- **YOUR OBJECTIVE**
Rescale the data starting at the beginning and ending at the line containing "[[[1024,35],[1009,297],[1086,304],[1103,31],[1038,24]]]", writing out every line in full with only the outline coordinates in the answers changed. Multiply each coordinate by 0.75 and round to the nearest whole number, rounding halves up.

==============================

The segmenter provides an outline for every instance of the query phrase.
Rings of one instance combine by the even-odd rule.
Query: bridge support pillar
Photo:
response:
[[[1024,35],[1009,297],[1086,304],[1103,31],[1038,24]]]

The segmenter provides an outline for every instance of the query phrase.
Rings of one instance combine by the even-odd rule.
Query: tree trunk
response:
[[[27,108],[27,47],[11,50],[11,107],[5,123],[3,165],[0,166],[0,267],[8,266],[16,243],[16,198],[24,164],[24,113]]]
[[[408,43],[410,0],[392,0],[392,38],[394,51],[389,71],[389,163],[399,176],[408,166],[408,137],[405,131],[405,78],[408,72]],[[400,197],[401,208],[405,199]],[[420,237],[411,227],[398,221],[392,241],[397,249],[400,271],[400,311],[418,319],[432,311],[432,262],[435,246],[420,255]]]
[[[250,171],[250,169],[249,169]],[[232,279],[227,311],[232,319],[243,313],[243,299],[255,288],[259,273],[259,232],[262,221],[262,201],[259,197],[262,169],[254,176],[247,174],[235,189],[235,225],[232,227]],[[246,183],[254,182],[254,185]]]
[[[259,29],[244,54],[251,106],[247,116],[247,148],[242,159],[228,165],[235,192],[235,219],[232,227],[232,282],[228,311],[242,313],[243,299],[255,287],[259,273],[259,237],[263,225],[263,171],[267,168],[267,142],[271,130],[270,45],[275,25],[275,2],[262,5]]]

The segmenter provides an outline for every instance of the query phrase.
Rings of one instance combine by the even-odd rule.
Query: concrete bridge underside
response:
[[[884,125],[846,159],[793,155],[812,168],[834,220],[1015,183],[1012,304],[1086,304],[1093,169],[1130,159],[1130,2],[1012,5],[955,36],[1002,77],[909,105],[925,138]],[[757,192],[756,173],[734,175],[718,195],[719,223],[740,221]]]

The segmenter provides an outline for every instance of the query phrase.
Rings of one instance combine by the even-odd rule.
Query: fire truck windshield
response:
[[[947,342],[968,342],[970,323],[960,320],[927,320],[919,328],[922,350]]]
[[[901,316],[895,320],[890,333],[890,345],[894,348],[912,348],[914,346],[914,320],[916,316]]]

==============================

- **SOLUTION FOR THIS TASK**
The segmenter provides an outline for every instance of the query phrase.
Rings of one instance combine by the even-odd rule.
Query: bridge support pillar
Photo:
response:
[[[768,26],[757,223],[815,228],[827,23],[779,18]]]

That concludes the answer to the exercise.